Tickets available at Computicket or online at http://online.computicket.com/web/

*Please note that tickets for pensioners, students, learners and UFS staff can only be purchased at a Computicket outlet (Shoprite Checkers) or at the doors since a valid card or ID has to be presented to qualify for the above mentioned discount.

ENQUIRIES
Ninette Pretorius (tel. 051 401 2504)


Back
William Berger (baritone) & Melvyn Tan (piano)


William Berger (baritone) & Melvyn Tan (piano)
4 November 2010
Odeion
19:30

"...one of the best of our younger baritones."
Gramaphone Magazine

"…Tan's technical skill and sensibility produced a very special interpretation of the work, harmonious, and most coherent."
Kronenzeitung (Oliver Lang)

William Berger is an associate and graduate of the Royal Academy of Music. In concert William has performed with the CBSO, LPO, English Concert, Philharmonia Baroque (San Francisco), Hanover Band and Cape Town Philharmonic. Recitals include his Wigmore Hall debut and Wolf's Italienisches Liederbuch (Oxford Lieder Festival) as well as two recordings: Songs of Spring and October Roses. Winner of the Kathleen Ferrier Society Bursary for Young Singers in 1999, he was also awarded a Countess of Munster Trust Scholarship, an MBF grant and the Ernest Oppenheimer Memorial Trust Award. William’s opera roles include roles in La Boheme (Schaunard), Don Giovanni (Masetto), Madam Butterfly (Prince Yamadori), A Hand of Bridge (David), Barber of Seville (Fiorello), The Carmelites (Monsieur Javelinot), Salome (Second Nazarene), Billy Budd (Novice’s Friend), Cosi fan tutte (Guglielmo), Zauberflüte (Papageno), Le Nozze di Figaro (Count Almaviva), The Cunning Little Vixen (Harastra) and Orfeo (Shepherd).

Melvyn Tan has lived in London (UK) since leaving his native Singapore at an early age to study at the Yehudi Menuhin School and the Royal College of Music. His teachers have included Nadia Boulanger, Marcel Ciampi and Vlado Perlemuter. He built a formidable international reputation during a long exploration of the precursors of the modern piano. Since returning to the modern piano in 1996, Melvyn has performed in most major festivals and concert halls throughout the world including many leading concert halls and with orchestras such as, amongst others, the London Philharmonic, the Netherlands Symphony Orchestra, Academy of St Martin's in the Fields, Salzburg's Camerata and Mozarteum Orchestras, New World and Melbourne Symphonies and the Australian Chamber Orchestra. Chamber music and Lieder hold an important place in Melvyn's repertoire. His chamber music and Lieder collaborations are numerous and include Steven Isserlis, Anne-Sophie von Otter and the Škampa Quartet. Melvyn have recently released two CDs with, among others, Mozart’s Piano Concerto no. 12 and Beethoven’s Piano Concerto no. 2

Programme:
Mahler: Selection from Das Knaben Wunderhorn
Liszt/Schubert Transcriptions: piano solo by Melvyn Tan
Schumann: Liederkreis, Op.39
Dvorak: Gypsy Songs, Op. 55
Ravel: Don Quichotte a Dulcinee
Montsalvatge: Cinco Canciones Negras

Admission:
R120 (adults)
R80 (pensioners, students and learners)
Tickets available at Computicket (at all Shoprite / Checkers shops, Mimosa Mall information desk, Izami Florist) and at the doors.

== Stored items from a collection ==

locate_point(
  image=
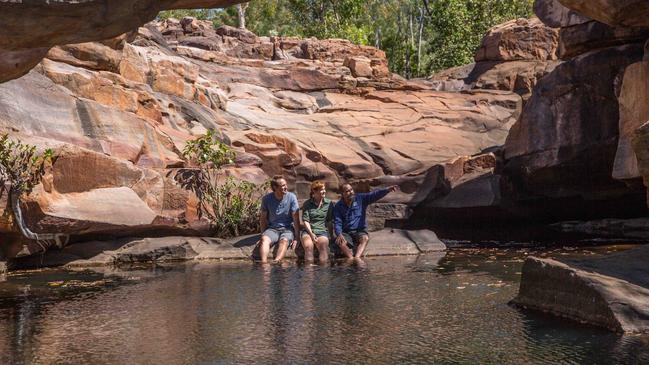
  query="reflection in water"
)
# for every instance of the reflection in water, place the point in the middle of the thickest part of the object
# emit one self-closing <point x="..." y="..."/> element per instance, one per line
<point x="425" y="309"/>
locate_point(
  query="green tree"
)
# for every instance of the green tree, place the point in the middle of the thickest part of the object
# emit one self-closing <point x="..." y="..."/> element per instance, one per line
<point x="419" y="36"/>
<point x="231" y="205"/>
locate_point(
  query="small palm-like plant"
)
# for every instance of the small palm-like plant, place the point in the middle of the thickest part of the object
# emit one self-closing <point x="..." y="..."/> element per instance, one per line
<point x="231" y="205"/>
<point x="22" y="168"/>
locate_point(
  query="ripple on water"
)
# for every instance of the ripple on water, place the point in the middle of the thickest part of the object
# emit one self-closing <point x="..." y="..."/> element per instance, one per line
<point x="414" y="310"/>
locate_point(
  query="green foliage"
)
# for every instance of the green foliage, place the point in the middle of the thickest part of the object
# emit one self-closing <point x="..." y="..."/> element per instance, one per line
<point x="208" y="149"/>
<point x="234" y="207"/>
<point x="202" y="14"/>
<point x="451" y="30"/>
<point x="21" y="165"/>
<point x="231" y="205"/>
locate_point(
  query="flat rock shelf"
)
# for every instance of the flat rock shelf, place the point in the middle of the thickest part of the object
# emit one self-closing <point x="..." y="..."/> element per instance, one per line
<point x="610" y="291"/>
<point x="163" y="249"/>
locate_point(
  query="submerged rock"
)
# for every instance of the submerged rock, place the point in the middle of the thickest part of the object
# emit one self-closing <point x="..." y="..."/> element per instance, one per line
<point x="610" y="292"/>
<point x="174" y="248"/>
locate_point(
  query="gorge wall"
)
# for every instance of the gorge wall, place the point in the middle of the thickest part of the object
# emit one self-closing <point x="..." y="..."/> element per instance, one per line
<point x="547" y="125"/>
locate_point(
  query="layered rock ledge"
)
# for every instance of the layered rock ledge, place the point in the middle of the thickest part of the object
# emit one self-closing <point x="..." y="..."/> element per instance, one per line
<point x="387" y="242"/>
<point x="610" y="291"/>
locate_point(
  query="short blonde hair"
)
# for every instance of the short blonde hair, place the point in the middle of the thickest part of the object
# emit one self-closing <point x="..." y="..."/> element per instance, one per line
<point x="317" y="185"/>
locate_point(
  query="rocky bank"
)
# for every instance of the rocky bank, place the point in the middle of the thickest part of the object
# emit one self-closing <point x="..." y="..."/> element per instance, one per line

...

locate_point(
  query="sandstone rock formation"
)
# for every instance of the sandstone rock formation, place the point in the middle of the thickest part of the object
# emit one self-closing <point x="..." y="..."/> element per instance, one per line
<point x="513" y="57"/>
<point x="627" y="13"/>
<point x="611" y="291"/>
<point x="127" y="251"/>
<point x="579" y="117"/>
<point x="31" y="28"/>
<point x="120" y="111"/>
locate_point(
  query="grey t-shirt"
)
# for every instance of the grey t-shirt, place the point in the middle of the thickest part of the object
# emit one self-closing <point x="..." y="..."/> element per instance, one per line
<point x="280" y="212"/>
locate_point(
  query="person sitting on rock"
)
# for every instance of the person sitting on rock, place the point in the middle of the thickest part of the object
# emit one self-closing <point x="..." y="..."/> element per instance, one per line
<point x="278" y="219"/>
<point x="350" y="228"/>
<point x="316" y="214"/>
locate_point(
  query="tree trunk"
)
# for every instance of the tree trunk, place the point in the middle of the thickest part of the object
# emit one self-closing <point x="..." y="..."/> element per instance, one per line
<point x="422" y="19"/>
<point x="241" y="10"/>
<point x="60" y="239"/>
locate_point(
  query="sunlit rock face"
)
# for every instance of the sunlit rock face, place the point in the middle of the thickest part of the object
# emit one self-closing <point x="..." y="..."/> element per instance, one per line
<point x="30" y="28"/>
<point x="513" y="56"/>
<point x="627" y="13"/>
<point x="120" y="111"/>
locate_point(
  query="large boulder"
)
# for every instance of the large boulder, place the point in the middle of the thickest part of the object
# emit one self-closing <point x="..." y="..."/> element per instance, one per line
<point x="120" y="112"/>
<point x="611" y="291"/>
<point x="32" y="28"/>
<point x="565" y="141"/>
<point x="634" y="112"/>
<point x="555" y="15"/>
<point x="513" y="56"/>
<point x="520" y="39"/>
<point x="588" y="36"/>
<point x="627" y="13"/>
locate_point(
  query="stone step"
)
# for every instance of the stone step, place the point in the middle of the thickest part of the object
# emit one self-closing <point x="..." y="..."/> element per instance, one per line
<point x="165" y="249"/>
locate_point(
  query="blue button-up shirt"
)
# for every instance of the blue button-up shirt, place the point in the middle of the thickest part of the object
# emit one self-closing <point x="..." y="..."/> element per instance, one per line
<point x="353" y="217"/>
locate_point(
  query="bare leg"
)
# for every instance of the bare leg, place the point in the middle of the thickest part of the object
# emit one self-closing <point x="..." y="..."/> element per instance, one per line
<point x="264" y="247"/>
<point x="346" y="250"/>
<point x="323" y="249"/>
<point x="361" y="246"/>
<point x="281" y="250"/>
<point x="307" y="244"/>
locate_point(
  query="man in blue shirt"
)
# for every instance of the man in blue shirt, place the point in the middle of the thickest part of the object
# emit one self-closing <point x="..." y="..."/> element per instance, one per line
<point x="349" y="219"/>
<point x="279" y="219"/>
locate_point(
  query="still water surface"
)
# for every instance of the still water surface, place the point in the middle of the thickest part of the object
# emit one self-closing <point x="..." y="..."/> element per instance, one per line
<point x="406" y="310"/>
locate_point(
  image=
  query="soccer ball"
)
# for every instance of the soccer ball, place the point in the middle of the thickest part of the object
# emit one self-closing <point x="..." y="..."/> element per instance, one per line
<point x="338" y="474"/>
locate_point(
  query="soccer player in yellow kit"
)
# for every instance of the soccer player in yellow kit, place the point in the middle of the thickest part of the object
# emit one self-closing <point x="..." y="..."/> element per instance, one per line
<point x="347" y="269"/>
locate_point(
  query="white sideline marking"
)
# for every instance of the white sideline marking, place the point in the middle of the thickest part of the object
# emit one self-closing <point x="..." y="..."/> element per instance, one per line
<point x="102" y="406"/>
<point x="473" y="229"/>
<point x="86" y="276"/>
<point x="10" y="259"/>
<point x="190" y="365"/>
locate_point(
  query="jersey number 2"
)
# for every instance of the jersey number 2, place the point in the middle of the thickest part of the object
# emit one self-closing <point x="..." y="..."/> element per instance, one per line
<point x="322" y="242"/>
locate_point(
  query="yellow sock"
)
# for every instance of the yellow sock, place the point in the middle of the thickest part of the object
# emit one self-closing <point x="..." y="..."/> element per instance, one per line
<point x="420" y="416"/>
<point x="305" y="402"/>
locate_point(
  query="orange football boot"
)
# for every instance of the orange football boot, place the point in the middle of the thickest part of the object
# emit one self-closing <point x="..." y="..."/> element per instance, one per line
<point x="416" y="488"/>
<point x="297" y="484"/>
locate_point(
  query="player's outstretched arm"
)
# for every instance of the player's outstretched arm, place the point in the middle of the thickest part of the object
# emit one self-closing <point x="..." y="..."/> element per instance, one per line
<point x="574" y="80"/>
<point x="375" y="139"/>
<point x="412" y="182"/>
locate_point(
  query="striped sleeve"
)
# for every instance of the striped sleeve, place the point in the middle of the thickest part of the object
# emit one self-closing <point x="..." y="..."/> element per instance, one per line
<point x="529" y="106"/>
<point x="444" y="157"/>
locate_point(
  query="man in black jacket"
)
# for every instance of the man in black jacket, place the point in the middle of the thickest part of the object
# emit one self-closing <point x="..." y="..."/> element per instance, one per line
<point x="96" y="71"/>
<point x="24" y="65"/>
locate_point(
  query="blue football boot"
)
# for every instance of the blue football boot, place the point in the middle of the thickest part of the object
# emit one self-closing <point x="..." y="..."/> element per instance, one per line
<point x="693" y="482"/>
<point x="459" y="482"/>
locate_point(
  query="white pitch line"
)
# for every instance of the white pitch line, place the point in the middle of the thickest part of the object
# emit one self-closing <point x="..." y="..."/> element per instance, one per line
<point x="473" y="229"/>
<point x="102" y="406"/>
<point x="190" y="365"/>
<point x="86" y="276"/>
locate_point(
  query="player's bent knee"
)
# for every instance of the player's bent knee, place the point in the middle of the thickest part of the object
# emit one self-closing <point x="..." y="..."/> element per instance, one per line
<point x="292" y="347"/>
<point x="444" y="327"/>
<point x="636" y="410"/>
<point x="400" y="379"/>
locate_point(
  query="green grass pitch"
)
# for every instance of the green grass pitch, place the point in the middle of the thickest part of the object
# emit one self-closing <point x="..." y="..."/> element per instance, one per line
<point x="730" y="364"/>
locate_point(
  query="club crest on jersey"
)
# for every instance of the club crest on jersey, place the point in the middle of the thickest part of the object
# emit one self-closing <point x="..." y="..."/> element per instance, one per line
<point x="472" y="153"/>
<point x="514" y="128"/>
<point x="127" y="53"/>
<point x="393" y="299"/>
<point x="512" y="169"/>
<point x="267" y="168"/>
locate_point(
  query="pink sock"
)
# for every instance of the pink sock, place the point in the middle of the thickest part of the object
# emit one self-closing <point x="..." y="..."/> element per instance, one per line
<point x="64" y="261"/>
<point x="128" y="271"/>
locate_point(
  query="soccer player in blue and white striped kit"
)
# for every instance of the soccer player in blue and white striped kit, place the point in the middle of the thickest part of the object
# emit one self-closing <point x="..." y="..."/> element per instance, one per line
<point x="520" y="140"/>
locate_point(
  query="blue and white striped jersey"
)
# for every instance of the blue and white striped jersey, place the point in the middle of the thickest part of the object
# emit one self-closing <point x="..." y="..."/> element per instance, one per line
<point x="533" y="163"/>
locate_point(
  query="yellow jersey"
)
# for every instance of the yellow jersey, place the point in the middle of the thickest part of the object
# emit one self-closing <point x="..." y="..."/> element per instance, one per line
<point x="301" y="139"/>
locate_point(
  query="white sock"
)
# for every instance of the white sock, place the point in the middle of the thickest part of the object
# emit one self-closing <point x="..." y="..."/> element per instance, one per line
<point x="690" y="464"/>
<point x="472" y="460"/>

== Directions for this task ==
Answer these questions from the concert listing:
1. At what venue is the recital on 4 November 2010 held?
2. Which bursary did William Berger win in 1999?
3. What is the admission price for adults?

== Output for this exercise ==
1. Odeion
2. The Kathleen Ferrier Society Bursary for Young Singers
3. R120